*WHAT THIS TASK INVOLVES*.
Copy the listing below word for word, keeping every line unchanged.

*SUPPLIED RECORDS*.
........
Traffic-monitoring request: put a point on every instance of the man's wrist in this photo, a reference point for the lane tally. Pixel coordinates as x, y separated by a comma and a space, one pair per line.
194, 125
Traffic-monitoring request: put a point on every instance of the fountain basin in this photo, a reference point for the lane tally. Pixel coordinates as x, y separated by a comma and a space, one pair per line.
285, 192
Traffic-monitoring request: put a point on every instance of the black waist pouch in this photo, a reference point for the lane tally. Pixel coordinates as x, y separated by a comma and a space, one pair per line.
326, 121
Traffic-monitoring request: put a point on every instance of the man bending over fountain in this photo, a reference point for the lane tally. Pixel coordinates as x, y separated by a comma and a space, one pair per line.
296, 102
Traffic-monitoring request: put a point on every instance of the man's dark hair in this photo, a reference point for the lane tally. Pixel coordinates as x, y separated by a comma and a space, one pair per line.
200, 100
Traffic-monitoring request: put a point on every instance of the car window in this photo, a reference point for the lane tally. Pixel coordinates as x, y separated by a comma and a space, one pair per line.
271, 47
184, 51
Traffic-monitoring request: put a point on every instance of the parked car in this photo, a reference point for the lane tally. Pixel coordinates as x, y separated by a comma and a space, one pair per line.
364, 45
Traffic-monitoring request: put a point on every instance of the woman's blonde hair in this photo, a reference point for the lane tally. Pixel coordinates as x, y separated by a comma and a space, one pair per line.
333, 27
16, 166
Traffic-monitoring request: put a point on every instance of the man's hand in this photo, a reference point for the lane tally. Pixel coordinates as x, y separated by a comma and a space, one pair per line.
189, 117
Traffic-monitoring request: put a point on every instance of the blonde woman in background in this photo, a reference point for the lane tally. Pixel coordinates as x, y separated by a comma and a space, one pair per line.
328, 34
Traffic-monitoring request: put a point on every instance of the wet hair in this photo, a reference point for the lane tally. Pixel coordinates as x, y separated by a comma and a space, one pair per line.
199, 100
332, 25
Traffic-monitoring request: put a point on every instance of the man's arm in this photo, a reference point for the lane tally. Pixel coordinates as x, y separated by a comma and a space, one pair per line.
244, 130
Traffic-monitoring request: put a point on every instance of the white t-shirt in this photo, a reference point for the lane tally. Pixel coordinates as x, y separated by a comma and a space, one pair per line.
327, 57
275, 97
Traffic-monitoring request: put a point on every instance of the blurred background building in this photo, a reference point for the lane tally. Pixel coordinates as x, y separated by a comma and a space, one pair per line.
........
*SOLUTION TO THE EXERCISE*.
Traffic-monitoring request: put a point on every instance of the man's wrist in this photo, a reference point for the lane tally. Pixel coordinates as x, y separated by a comma and a space, one pair per line.
194, 125
Traffic-monitoring request: put a point on every instance of the fountain basin in this photo, a reference point for the lane tally. Pixel coordinates as x, y separated by a comma and a space, one pair per line.
285, 192
Traffic-monitoring request: put a point on every instance of the black waist pouch in this photo, a reference point for the lane tally. Pixel coordinates as x, y separated by a comma and a space, one pair per line.
326, 121
Traffic-monitoring request: put a point on every instance of the man bending over fountain in this photo, a reference point for the lane tally. Pixel coordinates as x, y separated by a comma and a space, one pair per line.
296, 102
Traffic-monitoring request: put a point on every instance of the man's dark hair in this photo, a reference point for the lane tally. Pixel coordinates as x, y separated by a comma and a space, one pair per line.
200, 100
Traffic-monitoring request: put a point on every instance of the car window in this photo, a reference point for the lane tally. Pixel coordinates as x, y separated by a comma and a space, one pair per line.
271, 47
184, 51
Traffic-monitoring request: put a point on every instance of the parked car in this photo, a reference point for the lane tally. Pixel coordinates as x, y separated by a comma and a space, one pair per line.
364, 45
Traffic-monitoring request: put a point on every instance of the woman's blonde hair in this photo, a reference point for the lane tally. Pixel coordinates as x, y separated by a comma and a space, one pair per line.
333, 27
16, 166
Traffic-monitoring request: put a point on every instance of the man's hand in this photo, a reference point for the lane tally. Pixel coordinates as x, y separated by a comma and a space, one pair per line.
189, 117
Traffic-monitoring request: put a point on every instance of the blonde woman in background in this photo, a reference point for the lane tally. Pixel coordinates as x, y separated by a comma and a space, one pair per line.
328, 34
Traffic-monitoring request: put a point on every instance of the wet hair in this photo, a reference point for the lane tally. Pixel coordinates as x, y separated by a comma and a space, one pair per line.
199, 100
332, 25
Traffic-monitoring request: put a point on every instance of the man's arm in this photo, a reference point for the lane tally. Pixel coordinates as x, y separated by a comma and a space, one pair per line.
244, 130
Traffic-monitoring request: put a point on every instance of the white t-shirt in this photo, a reference point for the lane tally. Pixel coordinates as x, y separated by a comma and a space, one pair per line.
327, 57
275, 97
Traffic-monitoring request: put a point on every instance of the blurred background building in this photo, a reference point for the lane tally. Pixel coordinates as x, y separated by a comma and a space, one pair per line.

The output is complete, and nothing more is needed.